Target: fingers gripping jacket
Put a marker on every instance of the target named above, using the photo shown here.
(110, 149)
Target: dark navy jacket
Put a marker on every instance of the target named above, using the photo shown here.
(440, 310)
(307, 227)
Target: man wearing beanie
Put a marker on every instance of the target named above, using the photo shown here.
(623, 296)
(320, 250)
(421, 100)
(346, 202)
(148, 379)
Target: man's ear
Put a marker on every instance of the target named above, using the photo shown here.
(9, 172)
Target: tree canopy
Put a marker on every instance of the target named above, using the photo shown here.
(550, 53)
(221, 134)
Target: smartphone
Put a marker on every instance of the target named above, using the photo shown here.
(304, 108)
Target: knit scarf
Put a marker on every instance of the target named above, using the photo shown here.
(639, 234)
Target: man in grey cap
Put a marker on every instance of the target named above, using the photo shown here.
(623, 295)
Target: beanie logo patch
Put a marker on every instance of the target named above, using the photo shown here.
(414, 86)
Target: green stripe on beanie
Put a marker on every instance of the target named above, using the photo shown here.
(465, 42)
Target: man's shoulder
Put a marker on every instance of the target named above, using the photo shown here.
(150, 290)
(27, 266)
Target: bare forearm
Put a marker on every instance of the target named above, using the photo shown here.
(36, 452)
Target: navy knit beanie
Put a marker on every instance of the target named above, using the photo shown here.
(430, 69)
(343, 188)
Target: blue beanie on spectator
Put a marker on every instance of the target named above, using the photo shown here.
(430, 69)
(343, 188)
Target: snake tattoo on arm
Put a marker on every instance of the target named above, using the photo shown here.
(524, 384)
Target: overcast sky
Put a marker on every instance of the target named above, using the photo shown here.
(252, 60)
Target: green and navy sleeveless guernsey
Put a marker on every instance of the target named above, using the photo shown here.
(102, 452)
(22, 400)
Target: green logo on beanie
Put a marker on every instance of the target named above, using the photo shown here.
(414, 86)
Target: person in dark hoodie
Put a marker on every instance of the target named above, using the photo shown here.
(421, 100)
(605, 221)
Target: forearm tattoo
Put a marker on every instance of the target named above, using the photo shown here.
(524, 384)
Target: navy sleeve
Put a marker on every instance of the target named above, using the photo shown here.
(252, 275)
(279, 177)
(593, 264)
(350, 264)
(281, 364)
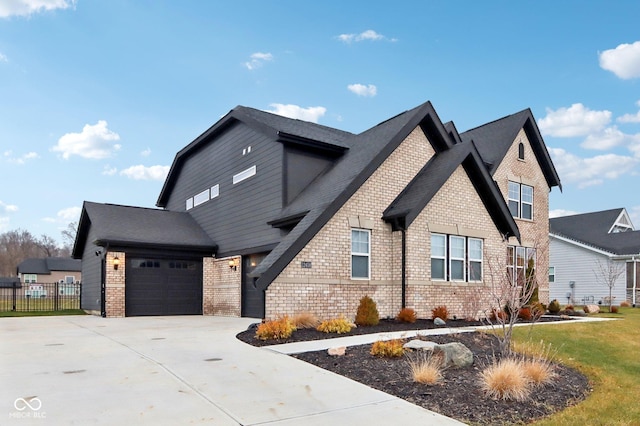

**PROBLEM TO WORK ON**: Rewrite all the items above, changing "beanie" to "toque" and leaving everything else as it is. Omit the pictures from your version.

**SOLUTION TO THE EXERCISE**:
Target: fingers gripping jacket
Put a marker on every instance of the target named above, using the photo shown here.
(110, 149)
Target: dark navy jacket
Put a marker on every instance of the target named above, using the photo shown here.
(440, 310)
(307, 227)
Target: man wearing toque
Put a marker on every instance of the target named above, using the photo shown here.
(623, 296)
(320, 250)
(421, 100)
(346, 202)
(148, 379)
Target: man's ear
Put a marker on every instance of the target named above, using the photo shown here.
(9, 172)
Target: tree canopy
Put a marker on every instance of the target named above, using the photo shown here.
(550, 53)
(221, 134)
Target: smartphone
Put a marker on every instance of the target named above, using the photo shown here.
(304, 108)
Target: knit scarf
Put a marker on every instance of the target named above, using the photo shown here.
(639, 234)
Target: man in grey cap
Put a marker on every instance of the target named above, using the photo shown here.
(623, 295)
Target: toque logo patch
Put a marker on every instance of the target named above, using the photo shown here.
(414, 86)
Target: green stripe on toque
Put a marker on every instance of the target named above, using the photo shown here.
(465, 42)
Target: man's shoulder
Put a marker on every instance of the target named above, using the photo shown here.
(150, 290)
(27, 266)
Target: bare forearm
Put a marker on every instance of the target named above, using the photo shown here.
(36, 452)
Target: navy knit toque
Put a marker on every instance of the target named above, using the photo shown here.
(430, 69)
(343, 188)
Target: blue toque on spectator
Put a marker on every instance of the target named above, using the photo shown here.
(430, 69)
(343, 188)
Target: snake tattoo on arm
Put a marker on every instance of the target named above, using the photo shown here.
(524, 384)
Target: overcast sky
Put a marker on every instance of the target named above, using the photo shown here.
(252, 60)
Target: green and navy sleeveless guernsey
Put a marker on every instance of the target named above, using the photo shown here.
(102, 452)
(22, 400)
Target: green logo on toque
Put a marker on every instance of the target named above, using the photo shown here.
(414, 86)
Target: person in dark hoodie
Put a marker on every instance of the target named above, using the photo shown here.
(421, 100)
(605, 221)
Target: forearm tattoo
Put a marker on every instance of the target named above, using the photo shown here.
(524, 384)
Target: navy sleeve
Put a marker on every instance of the target named above, using the photo shown here.
(252, 275)
(279, 177)
(593, 264)
(350, 264)
(281, 364)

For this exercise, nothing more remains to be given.